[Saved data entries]
☆ ☆ ☆ ☆

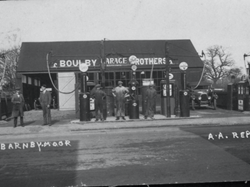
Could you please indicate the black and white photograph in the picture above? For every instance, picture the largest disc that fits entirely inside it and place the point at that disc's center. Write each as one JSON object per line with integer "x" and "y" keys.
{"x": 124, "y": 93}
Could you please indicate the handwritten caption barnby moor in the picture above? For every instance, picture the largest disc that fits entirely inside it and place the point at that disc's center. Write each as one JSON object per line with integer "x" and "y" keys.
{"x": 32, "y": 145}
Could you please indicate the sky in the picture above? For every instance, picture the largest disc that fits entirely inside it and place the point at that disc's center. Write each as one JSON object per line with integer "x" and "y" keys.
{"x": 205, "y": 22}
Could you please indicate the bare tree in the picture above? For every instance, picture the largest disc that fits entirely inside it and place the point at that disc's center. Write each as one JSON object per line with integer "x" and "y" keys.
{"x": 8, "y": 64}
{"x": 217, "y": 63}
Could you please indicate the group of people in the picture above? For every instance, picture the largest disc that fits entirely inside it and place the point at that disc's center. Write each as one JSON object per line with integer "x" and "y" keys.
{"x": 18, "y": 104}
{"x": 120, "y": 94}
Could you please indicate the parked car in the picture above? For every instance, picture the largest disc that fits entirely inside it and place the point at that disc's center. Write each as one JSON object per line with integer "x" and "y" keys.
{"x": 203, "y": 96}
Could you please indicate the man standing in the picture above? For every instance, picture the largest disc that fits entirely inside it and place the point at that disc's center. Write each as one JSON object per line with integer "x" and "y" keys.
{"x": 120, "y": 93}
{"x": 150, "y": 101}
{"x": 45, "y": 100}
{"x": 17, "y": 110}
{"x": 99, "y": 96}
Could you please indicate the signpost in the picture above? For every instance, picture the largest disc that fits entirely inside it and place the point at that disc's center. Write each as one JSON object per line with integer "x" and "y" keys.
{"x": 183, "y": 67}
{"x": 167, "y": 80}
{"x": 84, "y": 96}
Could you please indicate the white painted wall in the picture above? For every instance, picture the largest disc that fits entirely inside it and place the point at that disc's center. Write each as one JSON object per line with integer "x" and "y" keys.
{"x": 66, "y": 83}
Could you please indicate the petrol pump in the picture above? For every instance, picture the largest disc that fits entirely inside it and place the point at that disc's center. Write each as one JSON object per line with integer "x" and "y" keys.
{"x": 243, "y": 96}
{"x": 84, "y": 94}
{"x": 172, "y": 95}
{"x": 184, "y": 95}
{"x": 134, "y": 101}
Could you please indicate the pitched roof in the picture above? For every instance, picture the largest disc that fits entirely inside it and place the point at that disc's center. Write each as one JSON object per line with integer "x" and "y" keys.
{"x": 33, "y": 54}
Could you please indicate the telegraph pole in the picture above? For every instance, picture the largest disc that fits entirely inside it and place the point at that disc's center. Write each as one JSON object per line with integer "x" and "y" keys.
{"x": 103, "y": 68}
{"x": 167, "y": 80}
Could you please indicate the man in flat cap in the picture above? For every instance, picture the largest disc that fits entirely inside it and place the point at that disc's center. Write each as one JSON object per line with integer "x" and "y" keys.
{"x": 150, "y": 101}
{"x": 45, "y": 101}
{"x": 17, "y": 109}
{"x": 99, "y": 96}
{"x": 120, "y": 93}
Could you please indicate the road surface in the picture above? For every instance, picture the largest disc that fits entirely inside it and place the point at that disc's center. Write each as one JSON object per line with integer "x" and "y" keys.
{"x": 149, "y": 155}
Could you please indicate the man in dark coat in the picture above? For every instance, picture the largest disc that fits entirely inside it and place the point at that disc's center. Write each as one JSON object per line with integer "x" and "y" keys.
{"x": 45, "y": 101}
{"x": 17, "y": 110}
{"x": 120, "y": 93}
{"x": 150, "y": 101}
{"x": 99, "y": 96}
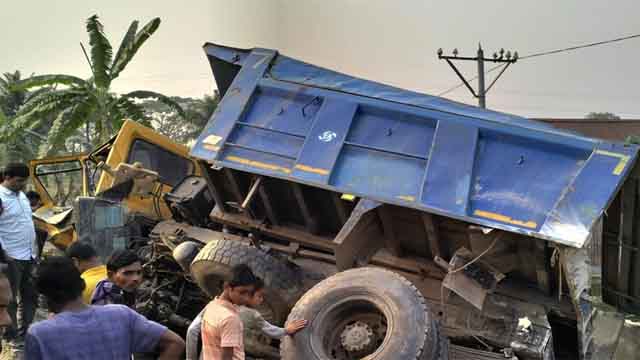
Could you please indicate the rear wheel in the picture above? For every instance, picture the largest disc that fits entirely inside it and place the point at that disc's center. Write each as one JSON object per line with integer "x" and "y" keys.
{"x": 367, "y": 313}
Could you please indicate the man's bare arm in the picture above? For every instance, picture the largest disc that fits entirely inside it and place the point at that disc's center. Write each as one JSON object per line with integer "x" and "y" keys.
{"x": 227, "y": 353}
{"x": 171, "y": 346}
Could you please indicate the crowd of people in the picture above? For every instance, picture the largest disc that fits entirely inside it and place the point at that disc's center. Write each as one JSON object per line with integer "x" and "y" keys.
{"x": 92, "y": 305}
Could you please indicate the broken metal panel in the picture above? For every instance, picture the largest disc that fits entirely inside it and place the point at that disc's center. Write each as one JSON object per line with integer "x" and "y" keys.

☆ ☆ ☆ ☆

Your task -> Copy all of the lines above word for word, leaving out the pictures.

Complete output ->
Could you please indicate the black and white photograph in the picture above? For every instance, picture the largest disc that fits entirely inside it and place the point at that disc's center. Write each as one JSON object per line with integer "x" and "y" keys.
{"x": 124, "y": 93}
Could you please indicate the handwritten caption barnby moor in the picture above? For every instance, picture the largest disc that fits entirely inside it and place the point at that disc's center. Write each as one JSON object per line with integer "x" and "y" keys.
{"x": 32, "y": 145}
Could you please indicate the sky in the picture above? For every instance, picture the largest disc that fits entirely inside it and place the point at that disc's center. Write each as one JSON object per line with integer "x" and "y" keys.
{"x": 205, "y": 22}
Could you please indicate the bare tree in the picture above? For every instance, picture the largest disc that fits entirely inside it and place the point at that disc's center. Write each as one JSON object per line with integer "x" and "y" keys.
{"x": 8, "y": 64}
{"x": 217, "y": 63}
Could you please indicate the group of people in the picture above? For every instance, picture the largest disc that fits entirely inside it and place the point at that disc's center. Write each as one JSON object per line with integer "x" and "y" keys.
{"x": 18, "y": 104}
{"x": 120, "y": 94}
Could you please indicate the parked car in the picture above? For every instance, picture the largest disc that fits entirely inside it and place the point at that disc's center. Write each as one JSON object per line with integer "x" and "y" keys.
{"x": 203, "y": 96}
Could you please indicate the man standing in the picture above? For every instance, picture the largest disc that fits entirely inside it and place the point at that disc's center. Write each as one JSON object per line with integer "x" and "y" keys.
{"x": 120, "y": 93}
{"x": 150, "y": 101}
{"x": 45, "y": 100}
{"x": 17, "y": 110}
{"x": 99, "y": 96}
Could you please indicate the signpost in the picture above? For every instance, picture the largest disc that fits entirely inside it and place the point at that disc's center. Write each as one JSON object per line with integer "x" and "y" keys.
{"x": 183, "y": 67}
{"x": 167, "y": 80}
{"x": 84, "y": 96}
Could you please indicate the white painted wall in the picture above? For every instance, picture the largest disc that fits entirely inside it and place the point at that disc's center. Write each as one JSON object per line with integer "x" and "y" keys.
{"x": 66, "y": 83}
Could you please indicate the petrol pump in the picture above? For every instance, picture the largest disc that fits entirely inside it and place the point at that disc's center. Write each as one JSON object per line with integer "x" and "y" keys.
{"x": 243, "y": 96}
{"x": 84, "y": 94}
{"x": 172, "y": 95}
{"x": 184, "y": 95}
{"x": 134, "y": 101}
Could you please indicate the pitched roof in the picture above? For every instance, picture the largest disc that fits entirely inside it and place the point at that disc's center. Write each as one JSON object per line with integer "x" and "y" keys.
{"x": 33, "y": 54}
Could you please indicate the telegraph pole in the picture above? For every instance, picture the largest disc that fits entirely inside it and place the point at that disc's center. Write each as one JSON object per line with integer "x" and "y" keys.
{"x": 103, "y": 68}
{"x": 167, "y": 80}
Could you please indicate the man in flat cap in the picture above? For every instance, picture the largest disc that fits entirely inside it and place the point at that disc's center. Write each as one JSON object per line with integer "x" and "y" keys.
{"x": 150, "y": 101}
{"x": 45, "y": 101}
{"x": 17, "y": 109}
{"x": 99, "y": 96}
{"x": 120, "y": 93}
Could you please indicate the road surface in the picture above? For every instance, picture the largest disc that fits entirely inside it and place the point at that disc's center. Write each as one JSON object per line with integer "x" and "y" keys.
{"x": 149, "y": 155}
Could you please indicate the man in dark coat in the picture above? For every instance, picture the largest disc that fits entirely inside it and place the point at that disc's center. Write each as one JSON object per line with integer "x" and "y" keys.
{"x": 45, "y": 101}
{"x": 17, "y": 110}
{"x": 120, "y": 93}
{"x": 150, "y": 101}
{"x": 99, "y": 96}
Could you please indicate the rear wheel in the picture above? For every instance, picture the largest disc that fits entirely inside it and place the point at that disc's center. Write each as one JSON object per line with integer "x" and "y" keys.
{"x": 367, "y": 313}
Could you please indicate the man's bare arm in the picture above? For every instance, picture the largest disc that fits entirely inside it and place the point at that disc's center. Write each as one JSON object per line with integer "x" and "y" keys.
{"x": 227, "y": 353}
{"x": 171, "y": 346}
Could you please indicate the crowd of people in the picture above? For every instance, picture the largest disc that fits entirely inside it and place the point at that disc's center. Write each as one JSON object per line with integer "x" and "y" keys.
{"x": 92, "y": 305}
Could you please indicate the broken metal panel in the picture above? For every instance, picture the largest disc that fits entirely inside it and place the point at that disc's center. Write each as one JSON object per line with integer "x" and "y" keys.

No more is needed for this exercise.